■ **Your instructions**: No record may be left out; print them all verbatim.
■ ■ ■ ■
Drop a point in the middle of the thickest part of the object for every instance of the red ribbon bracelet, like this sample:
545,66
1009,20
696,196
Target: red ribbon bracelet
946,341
■ ■ ■ ■
■ **Response**:
Drop a point in the middle of the thickest part of the object for every instance of the red ribbon bracelet, like this sample:
545,66
1009,20
696,196
Target: red ribbon bracelet
946,341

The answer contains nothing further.